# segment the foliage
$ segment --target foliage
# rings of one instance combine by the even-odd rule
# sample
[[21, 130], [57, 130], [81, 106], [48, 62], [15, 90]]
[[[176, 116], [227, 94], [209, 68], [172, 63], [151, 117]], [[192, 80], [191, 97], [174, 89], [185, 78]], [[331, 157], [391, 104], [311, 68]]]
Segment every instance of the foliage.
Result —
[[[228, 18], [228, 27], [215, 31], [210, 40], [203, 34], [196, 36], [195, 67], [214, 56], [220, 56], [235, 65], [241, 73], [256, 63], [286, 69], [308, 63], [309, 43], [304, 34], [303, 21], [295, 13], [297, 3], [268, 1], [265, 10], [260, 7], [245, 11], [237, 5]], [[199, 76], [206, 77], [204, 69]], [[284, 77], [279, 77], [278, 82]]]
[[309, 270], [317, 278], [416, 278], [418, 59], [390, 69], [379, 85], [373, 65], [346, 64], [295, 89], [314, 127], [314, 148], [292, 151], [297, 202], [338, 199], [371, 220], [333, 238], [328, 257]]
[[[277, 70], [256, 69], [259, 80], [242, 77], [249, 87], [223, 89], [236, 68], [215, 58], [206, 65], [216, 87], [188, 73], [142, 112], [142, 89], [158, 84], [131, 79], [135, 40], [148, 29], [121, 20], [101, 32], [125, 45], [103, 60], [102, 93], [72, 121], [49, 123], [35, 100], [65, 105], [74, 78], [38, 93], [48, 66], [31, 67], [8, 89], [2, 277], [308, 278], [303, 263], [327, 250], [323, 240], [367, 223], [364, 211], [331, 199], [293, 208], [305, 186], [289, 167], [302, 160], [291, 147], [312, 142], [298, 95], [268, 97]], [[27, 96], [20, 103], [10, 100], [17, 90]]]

-=-=-=-=-

GIVEN PROBLEM
Format all of the data above as a JSON array of strings, one string per line, leaving out any blank lines.

FINISHED TASK
[
  "# segment the foliage",
  "$ segment --target foliage",
  "# rings of one instance combine by the even-odd rule",
  "# sample",
  "[[21, 130], [57, 130], [81, 106], [48, 62], [15, 90]]",
  "[[[176, 116], [227, 94], [209, 68], [172, 63], [151, 117]], [[192, 80], [191, 97], [174, 89], [185, 78]], [[331, 157], [391, 104], [311, 68]]]",
  "Segment every instance of the foliage.",
  "Result —",
  "[[[228, 18], [228, 27], [215, 31], [210, 40], [203, 34], [196, 36], [195, 67], [214, 56], [220, 56], [235, 65], [241, 73], [256, 63], [286, 69], [308, 63], [309, 43], [304, 34], [303, 21], [295, 13], [297, 3], [268, 1], [265, 10], [260, 7], [245, 11], [237, 5]], [[199, 76], [206, 77], [204, 69]], [[284, 77], [279, 77], [278, 82]]]",
  "[[309, 270], [317, 278], [416, 278], [418, 59], [390, 69], [379, 85], [373, 65], [346, 64], [295, 89], [314, 127], [314, 148], [292, 151], [297, 202], [338, 199], [371, 220], [333, 238], [328, 257]]",
  "[[[277, 70], [256, 69], [259, 80], [242, 77], [249, 87], [223, 89], [236, 68], [215, 58], [206, 65], [216, 87], [188, 73], [142, 112], [142, 89], [158, 84], [131, 79], [135, 40], [148, 29], [121, 20], [101, 32], [125, 45], [103, 60], [102, 93], [72, 121], [49, 123], [35, 100], [65, 105], [74, 78], [38, 93], [48, 66], [31, 67], [8, 89], [2, 277], [308, 278], [303, 263], [327, 250], [323, 240], [367, 223], [364, 211], [331, 199], [293, 208], [305, 186], [289, 167], [302, 160], [291, 147], [312, 142], [298, 95], [268, 97]], [[27, 96], [20, 103], [10, 100], [17, 90]]]"
]